*DATA PROVIDED*.
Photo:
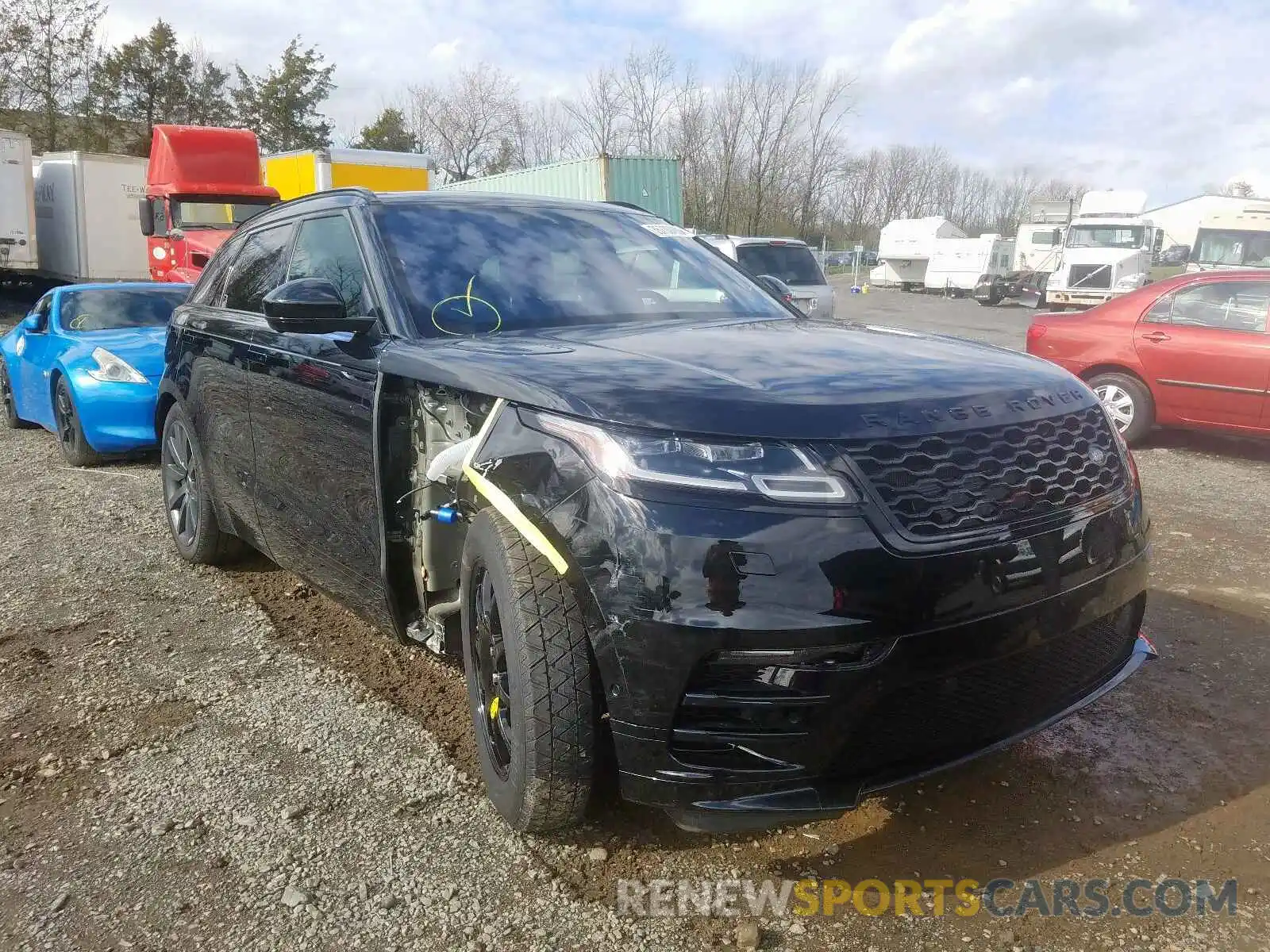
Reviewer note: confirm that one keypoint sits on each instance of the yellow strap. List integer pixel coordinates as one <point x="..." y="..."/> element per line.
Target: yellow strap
<point x="533" y="533"/>
<point x="503" y="505"/>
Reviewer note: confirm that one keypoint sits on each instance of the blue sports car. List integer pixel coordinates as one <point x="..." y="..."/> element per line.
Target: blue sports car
<point x="86" y="365"/>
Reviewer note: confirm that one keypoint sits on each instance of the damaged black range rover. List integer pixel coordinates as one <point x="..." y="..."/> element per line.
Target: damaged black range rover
<point x="756" y="564"/>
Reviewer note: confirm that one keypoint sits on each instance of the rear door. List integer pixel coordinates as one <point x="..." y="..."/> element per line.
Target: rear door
<point x="1206" y="353"/>
<point x="313" y="403"/>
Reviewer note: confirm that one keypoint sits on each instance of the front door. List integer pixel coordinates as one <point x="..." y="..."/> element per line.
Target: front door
<point x="313" y="404"/>
<point x="1206" y="353"/>
<point x="220" y="348"/>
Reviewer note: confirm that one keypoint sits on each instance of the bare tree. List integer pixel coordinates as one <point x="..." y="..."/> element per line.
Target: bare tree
<point x="545" y="132"/>
<point x="598" y="113"/>
<point x="465" y="122"/>
<point x="647" y="95"/>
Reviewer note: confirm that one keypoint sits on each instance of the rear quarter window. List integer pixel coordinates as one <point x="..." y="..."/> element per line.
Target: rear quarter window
<point x="794" y="264"/>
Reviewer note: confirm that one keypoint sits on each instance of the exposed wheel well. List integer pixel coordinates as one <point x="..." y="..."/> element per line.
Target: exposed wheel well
<point x="162" y="408"/>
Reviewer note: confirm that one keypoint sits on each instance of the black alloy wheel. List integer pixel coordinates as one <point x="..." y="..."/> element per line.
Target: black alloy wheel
<point x="70" y="432"/>
<point x="488" y="660"/>
<point x="181" y="484"/>
<point x="188" y="499"/>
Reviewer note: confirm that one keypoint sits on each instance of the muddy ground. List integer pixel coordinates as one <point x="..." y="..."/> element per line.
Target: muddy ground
<point x="225" y="759"/>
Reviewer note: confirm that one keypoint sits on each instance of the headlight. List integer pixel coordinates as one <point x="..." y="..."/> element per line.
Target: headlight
<point x="774" y="470"/>
<point x="114" y="370"/>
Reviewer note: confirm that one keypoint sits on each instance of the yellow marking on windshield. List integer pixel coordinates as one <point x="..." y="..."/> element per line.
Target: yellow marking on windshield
<point x="465" y="310"/>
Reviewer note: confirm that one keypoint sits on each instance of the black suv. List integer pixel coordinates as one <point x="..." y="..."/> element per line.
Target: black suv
<point x="757" y="564"/>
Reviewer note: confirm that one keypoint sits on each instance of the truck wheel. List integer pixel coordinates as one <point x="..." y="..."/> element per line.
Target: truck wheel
<point x="527" y="663"/>
<point x="10" y="405"/>
<point x="1128" y="403"/>
<point x="70" y="431"/>
<point x="187" y="497"/>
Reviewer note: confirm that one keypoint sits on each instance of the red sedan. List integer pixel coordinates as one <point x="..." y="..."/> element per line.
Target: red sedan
<point x="1191" y="351"/>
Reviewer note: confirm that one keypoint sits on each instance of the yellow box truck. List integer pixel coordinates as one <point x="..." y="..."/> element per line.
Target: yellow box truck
<point x="302" y="173"/>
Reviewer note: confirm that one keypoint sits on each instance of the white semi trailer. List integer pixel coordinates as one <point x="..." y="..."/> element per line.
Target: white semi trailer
<point x="88" y="222"/>
<point x="18" y="244"/>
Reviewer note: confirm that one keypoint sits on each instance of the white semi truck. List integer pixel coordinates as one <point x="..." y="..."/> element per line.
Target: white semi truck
<point x="1106" y="251"/>
<point x="18" y="248"/>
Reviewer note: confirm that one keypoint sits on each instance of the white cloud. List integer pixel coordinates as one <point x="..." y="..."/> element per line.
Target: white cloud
<point x="1160" y="94"/>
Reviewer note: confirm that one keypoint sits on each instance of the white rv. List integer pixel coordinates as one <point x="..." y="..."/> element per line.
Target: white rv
<point x="1106" y="251"/>
<point x="956" y="266"/>
<point x="1038" y="247"/>
<point x="905" y="251"/>
<point x="1232" y="240"/>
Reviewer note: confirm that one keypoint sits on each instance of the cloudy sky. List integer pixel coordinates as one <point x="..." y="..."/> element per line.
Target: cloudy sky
<point x="1168" y="95"/>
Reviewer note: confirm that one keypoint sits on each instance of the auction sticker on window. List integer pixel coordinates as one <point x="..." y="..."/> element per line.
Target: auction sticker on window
<point x="664" y="228"/>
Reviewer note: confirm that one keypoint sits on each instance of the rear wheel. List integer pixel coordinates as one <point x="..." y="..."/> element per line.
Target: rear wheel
<point x="10" y="405"/>
<point x="529" y="670"/>
<point x="1128" y="403"/>
<point x="70" y="431"/>
<point x="188" y="497"/>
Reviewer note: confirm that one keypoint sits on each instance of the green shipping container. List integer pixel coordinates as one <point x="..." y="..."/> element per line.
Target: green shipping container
<point x="653" y="184"/>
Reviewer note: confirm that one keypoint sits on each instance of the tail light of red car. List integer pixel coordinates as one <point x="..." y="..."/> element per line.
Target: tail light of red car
<point x="1035" y="332"/>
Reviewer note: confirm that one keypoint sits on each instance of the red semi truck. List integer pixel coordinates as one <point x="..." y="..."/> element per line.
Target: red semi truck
<point x="202" y="184"/>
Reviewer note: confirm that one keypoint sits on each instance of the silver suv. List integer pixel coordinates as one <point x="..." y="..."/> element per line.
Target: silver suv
<point x="787" y="259"/>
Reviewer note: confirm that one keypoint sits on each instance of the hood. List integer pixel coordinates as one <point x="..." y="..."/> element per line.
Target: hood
<point x="141" y="347"/>
<point x="778" y="378"/>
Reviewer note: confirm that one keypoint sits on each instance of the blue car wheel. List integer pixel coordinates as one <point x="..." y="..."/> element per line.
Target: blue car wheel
<point x="70" y="431"/>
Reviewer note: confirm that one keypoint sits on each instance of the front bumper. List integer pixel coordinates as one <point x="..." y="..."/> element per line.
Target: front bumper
<point x="116" y="416"/>
<point x="764" y="670"/>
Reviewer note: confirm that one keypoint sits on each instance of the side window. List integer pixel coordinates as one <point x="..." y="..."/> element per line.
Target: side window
<point x="258" y="270"/>
<point x="159" y="207"/>
<point x="327" y="248"/>
<point x="1227" y="305"/>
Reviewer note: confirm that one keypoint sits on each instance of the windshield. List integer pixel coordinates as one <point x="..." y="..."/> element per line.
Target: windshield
<point x="475" y="270"/>
<point x="1236" y="248"/>
<point x="112" y="309"/>
<point x="1105" y="236"/>
<point x="211" y="213"/>
<point x="794" y="264"/>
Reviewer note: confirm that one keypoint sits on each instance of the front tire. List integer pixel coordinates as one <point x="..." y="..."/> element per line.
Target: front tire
<point x="10" y="401"/>
<point x="70" y="432"/>
<point x="1128" y="403"/>
<point x="188" y="497"/>
<point x="529" y="672"/>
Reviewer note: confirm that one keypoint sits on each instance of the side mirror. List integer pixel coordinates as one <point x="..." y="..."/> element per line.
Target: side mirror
<point x="146" y="213"/>
<point x="310" y="306"/>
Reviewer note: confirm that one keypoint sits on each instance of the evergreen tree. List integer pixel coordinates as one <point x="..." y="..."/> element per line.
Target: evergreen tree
<point x="387" y="132"/>
<point x="283" y="105"/>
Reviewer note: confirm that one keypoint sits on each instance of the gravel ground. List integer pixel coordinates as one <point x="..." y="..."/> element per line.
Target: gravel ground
<point x="226" y="761"/>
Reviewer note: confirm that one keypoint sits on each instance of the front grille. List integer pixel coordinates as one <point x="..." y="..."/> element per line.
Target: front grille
<point x="959" y="482"/>
<point x="926" y="723"/>
<point x="1090" y="276"/>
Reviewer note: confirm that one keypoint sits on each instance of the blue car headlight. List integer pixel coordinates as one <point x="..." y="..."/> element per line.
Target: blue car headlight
<point x="114" y="370"/>
<point x="778" y="471"/>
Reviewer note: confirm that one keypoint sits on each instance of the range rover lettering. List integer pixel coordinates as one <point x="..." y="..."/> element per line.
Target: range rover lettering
<point x="757" y="564"/>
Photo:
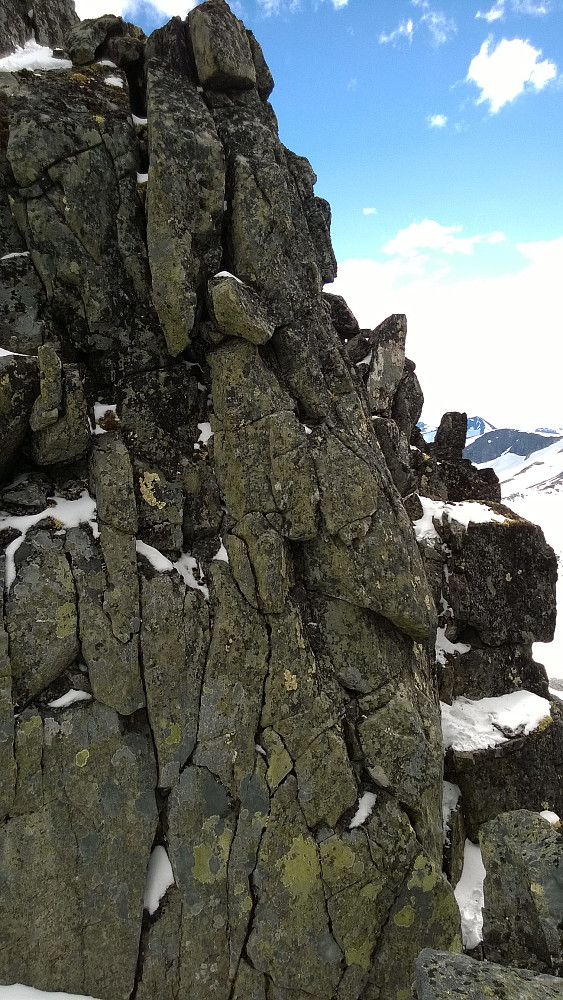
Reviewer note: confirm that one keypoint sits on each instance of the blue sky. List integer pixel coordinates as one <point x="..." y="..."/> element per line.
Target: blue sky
<point x="435" y="130"/>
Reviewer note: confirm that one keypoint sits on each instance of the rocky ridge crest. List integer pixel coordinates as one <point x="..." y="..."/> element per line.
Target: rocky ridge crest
<point x="218" y="625"/>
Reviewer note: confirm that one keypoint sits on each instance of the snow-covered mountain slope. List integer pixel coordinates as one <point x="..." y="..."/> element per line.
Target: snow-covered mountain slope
<point x="533" y="487"/>
<point x="494" y="443"/>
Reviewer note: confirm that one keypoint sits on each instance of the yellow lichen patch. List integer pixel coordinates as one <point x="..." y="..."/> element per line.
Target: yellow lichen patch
<point x="65" y="620"/>
<point x="175" y="734"/>
<point x="147" y="483"/>
<point x="299" y="867"/>
<point x="405" y="917"/>
<point x="29" y="725"/>
<point x="290" y="681"/>
<point x="423" y="875"/>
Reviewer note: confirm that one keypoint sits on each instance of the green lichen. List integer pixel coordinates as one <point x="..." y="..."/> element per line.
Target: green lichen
<point x="81" y="758"/>
<point x="65" y="620"/>
<point x="299" y="867"/>
<point x="405" y="917"/>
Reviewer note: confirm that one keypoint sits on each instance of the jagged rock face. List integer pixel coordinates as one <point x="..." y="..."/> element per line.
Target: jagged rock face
<point x="243" y="614"/>
<point x="204" y="538"/>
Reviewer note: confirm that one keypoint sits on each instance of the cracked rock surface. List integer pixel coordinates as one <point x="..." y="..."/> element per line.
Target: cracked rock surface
<point x="218" y="628"/>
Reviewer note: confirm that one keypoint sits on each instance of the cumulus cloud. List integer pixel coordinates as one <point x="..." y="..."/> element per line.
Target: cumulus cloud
<point x="403" y="30"/>
<point x="431" y="235"/>
<point x="471" y="339"/>
<point x="504" y="71"/>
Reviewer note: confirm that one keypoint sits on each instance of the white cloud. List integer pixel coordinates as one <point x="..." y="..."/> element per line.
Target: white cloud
<point x="496" y="13"/>
<point x="502" y="73"/>
<point x="403" y="30"/>
<point x="431" y="235"/>
<point x="487" y="345"/>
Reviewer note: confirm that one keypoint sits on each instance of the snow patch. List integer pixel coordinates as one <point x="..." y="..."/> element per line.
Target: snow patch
<point x="444" y="646"/>
<point x="159" y="879"/>
<point x="450" y="798"/>
<point x="71" y="513"/>
<point x="469" y="895"/>
<point x="552" y="818"/>
<point x="476" y="725"/>
<point x="33" y="57"/>
<point x="70" y="698"/>
<point x="364" y="810"/>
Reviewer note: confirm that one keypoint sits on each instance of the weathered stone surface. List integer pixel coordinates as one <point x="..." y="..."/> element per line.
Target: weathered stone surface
<point x="91" y="870"/>
<point x="237" y="310"/>
<point x="489" y="572"/>
<point x="291" y="937"/>
<point x="22" y="300"/>
<point x="18" y="388"/>
<point x="450" y="437"/>
<point x="438" y="975"/>
<point x="174" y="639"/>
<point x="41" y="617"/>
<point x="186" y="186"/>
<point x="523" y="857"/>
<point x="387" y="362"/>
<point x="113" y="664"/>
<point x="222" y="51"/>
<point x="523" y="773"/>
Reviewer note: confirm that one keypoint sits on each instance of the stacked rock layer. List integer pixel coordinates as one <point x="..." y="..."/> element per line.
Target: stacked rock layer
<point x="218" y="629"/>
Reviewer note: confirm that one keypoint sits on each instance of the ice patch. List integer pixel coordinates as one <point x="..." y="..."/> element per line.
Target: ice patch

*ACTION ITEM*. Given the records above, reproduce precisely and only the lines between the line holding "Target: rear wheel" and the line holding "the front bumper.", inclusive.

*SOLUTION TO THE EXERCISE*.
Target: rear wheel
<point x="10" y="405"/>
<point x="529" y="670"/>
<point x="1128" y="403"/>
<point x="70" y="431"/>
<point x="188" y="497"/>
Reviewer note: confirm that one keypoint sits on each instance of the green shipping container. List integer pixel coordinates as one <point x="..." y="..."/> element per line.
Target: green shipping container
<point x="653" y="184"/>
Reviewer note: confirm that one keypoint sits on each instance of the tail light of red car. List integer pixel coordinates as one <point x="..." y="..."/> element per line.
Target: tail light of red car
<point x="1035" y="332"/>
Reviewer note: confirm that one keypoint sits on each instance of the red semi truck. List integer pixel coordinates as one <point x="..." y="..."/> element per line.
Target: red semi truck
<point x="202" y="184"/>
Reviewer note: confirm that one keypoint sits on each instance of the silver suv. List integer pixel coordinates as one <point x="..." y="..."/> element per line.
Target: silver suv
<point x="787" y="259"/>
Reviewer note: confirm that one keypoint sits on each instance of the hood. List integer pixel coordinates as one <point x="..." y="..."/> element per line.
Target: hood
<point x="141" y="347"/>
<point x="778" y="378"/>
Reviewer note: confirm that one keypoint sits on each instance of the blue car wheel. List integer pixel coordinates as one <point x="..." y="..."/> element per line.
Target: blue car wheel
<point x="70" y="431"/>
Reviewer note: confirm that one keypoint sits on each instance of the front bumper. List integer pixel coordinates as one <point x="..." y="..."/> element per line.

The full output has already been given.